Exercise →
Exact copies are required of the lines from the line containing "Please spot the horse's nostril" through the final line of the listing, both included, and of no other lines.

Data section →

— Start —

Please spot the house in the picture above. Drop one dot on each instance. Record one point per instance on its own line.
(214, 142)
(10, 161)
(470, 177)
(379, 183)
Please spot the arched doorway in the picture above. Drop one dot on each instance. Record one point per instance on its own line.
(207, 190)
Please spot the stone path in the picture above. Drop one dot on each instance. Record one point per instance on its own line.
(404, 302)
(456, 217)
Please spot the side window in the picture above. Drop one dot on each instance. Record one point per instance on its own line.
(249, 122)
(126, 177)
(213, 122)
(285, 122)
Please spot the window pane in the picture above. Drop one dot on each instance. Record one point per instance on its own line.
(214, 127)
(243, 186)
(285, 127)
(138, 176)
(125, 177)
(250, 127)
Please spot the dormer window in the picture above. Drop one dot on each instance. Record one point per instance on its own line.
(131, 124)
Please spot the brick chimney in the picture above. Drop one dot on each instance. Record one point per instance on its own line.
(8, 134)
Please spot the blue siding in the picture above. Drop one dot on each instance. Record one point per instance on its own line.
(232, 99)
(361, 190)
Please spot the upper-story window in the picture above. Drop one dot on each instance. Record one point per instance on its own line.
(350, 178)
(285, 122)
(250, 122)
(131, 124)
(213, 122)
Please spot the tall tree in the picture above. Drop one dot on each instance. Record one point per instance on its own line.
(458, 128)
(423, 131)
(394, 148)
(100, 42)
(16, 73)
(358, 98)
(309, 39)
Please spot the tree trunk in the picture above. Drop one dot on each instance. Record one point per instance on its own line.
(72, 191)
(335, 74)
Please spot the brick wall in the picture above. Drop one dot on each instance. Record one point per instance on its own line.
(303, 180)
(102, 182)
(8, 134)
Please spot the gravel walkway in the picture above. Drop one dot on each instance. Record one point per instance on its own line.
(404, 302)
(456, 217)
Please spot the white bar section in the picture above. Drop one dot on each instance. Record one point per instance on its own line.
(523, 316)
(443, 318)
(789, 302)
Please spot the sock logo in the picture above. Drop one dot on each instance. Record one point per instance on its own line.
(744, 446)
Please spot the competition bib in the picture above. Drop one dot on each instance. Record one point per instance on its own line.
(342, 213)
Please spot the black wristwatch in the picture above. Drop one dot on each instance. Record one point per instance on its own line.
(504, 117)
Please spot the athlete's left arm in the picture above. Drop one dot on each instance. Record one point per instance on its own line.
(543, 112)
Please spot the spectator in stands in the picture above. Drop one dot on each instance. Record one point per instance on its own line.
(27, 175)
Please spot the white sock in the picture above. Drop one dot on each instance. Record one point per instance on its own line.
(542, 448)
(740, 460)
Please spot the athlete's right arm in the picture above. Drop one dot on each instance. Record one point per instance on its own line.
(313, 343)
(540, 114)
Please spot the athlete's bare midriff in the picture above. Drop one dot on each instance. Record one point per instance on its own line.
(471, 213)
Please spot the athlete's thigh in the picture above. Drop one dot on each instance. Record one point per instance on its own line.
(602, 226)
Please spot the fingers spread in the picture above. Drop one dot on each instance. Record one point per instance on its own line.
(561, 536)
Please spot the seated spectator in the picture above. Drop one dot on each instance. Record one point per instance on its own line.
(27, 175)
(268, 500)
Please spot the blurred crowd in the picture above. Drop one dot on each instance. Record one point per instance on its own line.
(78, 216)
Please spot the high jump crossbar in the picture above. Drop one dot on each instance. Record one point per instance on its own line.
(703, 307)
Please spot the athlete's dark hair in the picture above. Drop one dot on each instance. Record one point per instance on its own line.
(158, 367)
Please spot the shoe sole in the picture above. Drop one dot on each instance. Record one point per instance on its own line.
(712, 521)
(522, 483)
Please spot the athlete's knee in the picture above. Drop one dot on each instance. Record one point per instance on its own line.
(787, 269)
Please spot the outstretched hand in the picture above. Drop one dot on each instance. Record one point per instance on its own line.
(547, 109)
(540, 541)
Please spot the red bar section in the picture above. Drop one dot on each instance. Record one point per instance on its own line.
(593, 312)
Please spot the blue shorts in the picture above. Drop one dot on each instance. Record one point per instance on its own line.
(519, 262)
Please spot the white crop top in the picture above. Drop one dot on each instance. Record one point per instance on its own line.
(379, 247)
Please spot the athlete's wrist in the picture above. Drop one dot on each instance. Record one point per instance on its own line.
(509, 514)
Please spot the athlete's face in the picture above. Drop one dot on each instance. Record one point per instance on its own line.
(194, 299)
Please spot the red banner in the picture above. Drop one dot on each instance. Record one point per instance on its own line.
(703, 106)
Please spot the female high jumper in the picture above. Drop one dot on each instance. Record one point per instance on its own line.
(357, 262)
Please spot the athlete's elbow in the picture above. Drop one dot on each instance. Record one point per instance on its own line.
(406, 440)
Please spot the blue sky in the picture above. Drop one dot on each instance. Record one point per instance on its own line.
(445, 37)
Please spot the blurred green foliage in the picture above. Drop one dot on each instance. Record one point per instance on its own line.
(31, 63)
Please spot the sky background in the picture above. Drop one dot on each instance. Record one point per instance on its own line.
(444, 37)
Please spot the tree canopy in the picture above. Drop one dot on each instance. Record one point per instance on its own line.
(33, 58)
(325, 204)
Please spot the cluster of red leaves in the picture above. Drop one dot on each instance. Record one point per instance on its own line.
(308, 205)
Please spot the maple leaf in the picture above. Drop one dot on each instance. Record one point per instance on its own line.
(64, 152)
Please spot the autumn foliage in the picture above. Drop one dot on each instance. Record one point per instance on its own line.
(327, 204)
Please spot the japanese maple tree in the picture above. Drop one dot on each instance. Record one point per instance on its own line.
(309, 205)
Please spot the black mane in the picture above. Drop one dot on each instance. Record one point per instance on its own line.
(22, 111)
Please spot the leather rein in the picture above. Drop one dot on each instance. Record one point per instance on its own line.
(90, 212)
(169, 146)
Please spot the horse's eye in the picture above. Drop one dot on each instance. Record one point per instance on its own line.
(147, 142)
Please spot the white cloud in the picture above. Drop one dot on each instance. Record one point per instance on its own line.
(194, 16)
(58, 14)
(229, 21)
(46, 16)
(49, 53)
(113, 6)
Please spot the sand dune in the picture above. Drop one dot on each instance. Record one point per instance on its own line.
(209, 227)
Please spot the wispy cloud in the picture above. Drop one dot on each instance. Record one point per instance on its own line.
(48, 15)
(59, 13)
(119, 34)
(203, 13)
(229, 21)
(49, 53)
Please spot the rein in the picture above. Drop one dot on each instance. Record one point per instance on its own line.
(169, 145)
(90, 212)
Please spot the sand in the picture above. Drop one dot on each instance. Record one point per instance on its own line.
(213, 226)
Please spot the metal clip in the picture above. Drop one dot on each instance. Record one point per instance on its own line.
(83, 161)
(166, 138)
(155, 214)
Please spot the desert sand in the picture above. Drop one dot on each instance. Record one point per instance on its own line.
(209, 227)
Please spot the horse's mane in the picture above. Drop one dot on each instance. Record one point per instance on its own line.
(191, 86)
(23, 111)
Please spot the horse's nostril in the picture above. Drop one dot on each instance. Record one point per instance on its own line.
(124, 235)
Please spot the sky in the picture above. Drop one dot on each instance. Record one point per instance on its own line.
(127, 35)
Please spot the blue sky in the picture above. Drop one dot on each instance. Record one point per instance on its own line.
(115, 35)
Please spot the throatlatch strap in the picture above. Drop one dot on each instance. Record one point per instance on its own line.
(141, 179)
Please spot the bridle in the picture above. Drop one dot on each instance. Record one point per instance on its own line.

— End —

Exercise output →
Please spot the horse's nostril in the picture above. Drop one dot on each instance. Record one point per instance on its own line.
(124, 235)
Please spot the sky in the picture above. Drop one dot on each instance. Record one point per instance on its own line.
(127, 35)
Please spot the blue sky in the picture above. Drop one dot on each instance. Record one point per instance on its own line.
(115, 35)
Please spot the throatlatch strap in the picture above. Drop one dot on each instance. Record one point per instance on its own line.
(141, 179)
Please spot the bridle in the picture above. Drop one dot on each instance. Record one point per instance on its own line.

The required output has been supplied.